● PROBLEM STATEMENT:
Extend the article on Professor Alexander Yarin's plant-based forest fire research, starting right after its last sentence.

● EXCERPT TO READ:
---
Professor Yarin uses plants to research fighting forest fires

Professor Alexander Yarin uses plants to research fighting forest fires

Forest fires cause tremendous trouble as they threaten lives, homes, communities, and destroy millions of acres of land annually, leaving billions of dollars of damage in their wake.

While firefighters use a wide range of tactics to combat the fires, recent research conducted by UIC Distinguished Professor Alexander Yarin and his team in the Multiscale Mechanics and Nanotechnology Laboratory at UIC shows how some plants can help to understand the intrinsic mechanism of forest fires. Professor Eyal Zussman, of the Technion – Israel Institute of Technology, and UIC student Wendy Zhang collaborated on the research.

The results of their research were published in the journal Experimental Thermal and Fluid Science under the title “Heat and mass transfer resulting in eruptive jetting from stems and leaves during distillation stage of forest fire.”
---
● DATASET EXCERPTS:
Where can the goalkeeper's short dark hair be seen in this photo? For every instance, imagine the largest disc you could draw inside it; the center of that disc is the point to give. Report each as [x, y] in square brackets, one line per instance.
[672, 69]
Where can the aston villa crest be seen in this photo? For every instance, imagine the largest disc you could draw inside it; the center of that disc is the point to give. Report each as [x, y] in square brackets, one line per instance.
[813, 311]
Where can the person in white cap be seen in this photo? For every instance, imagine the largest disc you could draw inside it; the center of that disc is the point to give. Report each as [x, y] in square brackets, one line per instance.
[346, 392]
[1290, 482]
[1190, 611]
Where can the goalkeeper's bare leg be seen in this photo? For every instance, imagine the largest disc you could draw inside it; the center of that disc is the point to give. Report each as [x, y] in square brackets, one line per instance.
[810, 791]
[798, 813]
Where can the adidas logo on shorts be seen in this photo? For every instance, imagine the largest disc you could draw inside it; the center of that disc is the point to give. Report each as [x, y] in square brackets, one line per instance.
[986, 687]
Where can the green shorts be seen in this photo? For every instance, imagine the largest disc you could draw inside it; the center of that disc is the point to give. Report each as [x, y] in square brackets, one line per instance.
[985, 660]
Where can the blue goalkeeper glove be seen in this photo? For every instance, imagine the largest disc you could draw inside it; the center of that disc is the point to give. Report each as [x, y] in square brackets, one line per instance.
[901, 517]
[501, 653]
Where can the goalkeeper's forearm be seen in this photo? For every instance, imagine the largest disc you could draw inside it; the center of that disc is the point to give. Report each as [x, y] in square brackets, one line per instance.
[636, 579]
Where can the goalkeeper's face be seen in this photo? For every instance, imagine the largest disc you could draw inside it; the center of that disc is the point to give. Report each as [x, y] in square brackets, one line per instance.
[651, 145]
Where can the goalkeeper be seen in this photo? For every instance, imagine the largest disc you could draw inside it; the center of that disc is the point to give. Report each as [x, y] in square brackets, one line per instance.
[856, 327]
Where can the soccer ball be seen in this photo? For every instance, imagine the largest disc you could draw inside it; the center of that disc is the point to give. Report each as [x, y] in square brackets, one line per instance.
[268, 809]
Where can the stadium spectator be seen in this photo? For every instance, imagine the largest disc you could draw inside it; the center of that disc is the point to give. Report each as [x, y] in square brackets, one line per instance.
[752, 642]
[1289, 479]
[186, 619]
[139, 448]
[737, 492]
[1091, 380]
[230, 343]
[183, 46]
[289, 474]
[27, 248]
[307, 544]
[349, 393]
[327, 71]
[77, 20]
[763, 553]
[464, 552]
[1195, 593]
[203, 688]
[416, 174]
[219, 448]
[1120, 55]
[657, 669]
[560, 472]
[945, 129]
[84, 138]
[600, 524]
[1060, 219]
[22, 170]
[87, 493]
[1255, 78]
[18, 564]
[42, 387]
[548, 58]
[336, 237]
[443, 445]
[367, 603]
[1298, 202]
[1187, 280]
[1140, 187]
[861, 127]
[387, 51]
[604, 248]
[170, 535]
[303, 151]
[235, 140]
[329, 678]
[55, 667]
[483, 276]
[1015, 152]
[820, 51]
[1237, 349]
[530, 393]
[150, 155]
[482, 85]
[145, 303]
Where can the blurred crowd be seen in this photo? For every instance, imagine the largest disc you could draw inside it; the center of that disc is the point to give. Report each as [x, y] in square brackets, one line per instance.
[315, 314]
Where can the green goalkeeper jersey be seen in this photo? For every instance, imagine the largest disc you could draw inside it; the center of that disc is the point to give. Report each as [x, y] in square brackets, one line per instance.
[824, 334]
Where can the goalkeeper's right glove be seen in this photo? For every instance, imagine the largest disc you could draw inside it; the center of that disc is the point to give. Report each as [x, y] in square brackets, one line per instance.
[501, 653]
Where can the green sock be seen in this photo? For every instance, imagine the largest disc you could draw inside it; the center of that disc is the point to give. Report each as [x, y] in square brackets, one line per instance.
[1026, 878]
---
● ANSWER BOX:
“The internal mechanisms of forest fires are not fully understood, which complicates their prediction, prevention and quenching,” said Yarin, of the Department of Mechanical and Industrial Engineering.

Forest fires are sustained by volatiles, which emanate from leaves, branches, and more. Fuel is supplied by trees and burning with the surrounding oxygen.

“An additional element is that inside the wood you have some humidity. Since water is not a fuel, it acts as a ballast in the flame,” he said. “As the water is heated it decreases the flame temperature, and as a result it can extinguish the flame.”

To understand whether there is combustion in this distillation stage, which is the main stage of a forest fire, the team looked at how volatiles and water are delivered to flame from plants. The results will determine if a flame will surround a tree or not during the distillation stage.

“What we found here is that the supply of volatiles, as well as water, to a flame from a tree or plant that is heated by the surrounding flame, which constitutes the fuel and water vapor supply, is like a self-sustaining process,” he said. “This process of supply happens in an explosive way. You supply heat and suddenly you have an explosion in the form of fast fuel and water vapor jets issued from the plants. We demonstrated these explosions and conducted model experiments with real plants of two types.”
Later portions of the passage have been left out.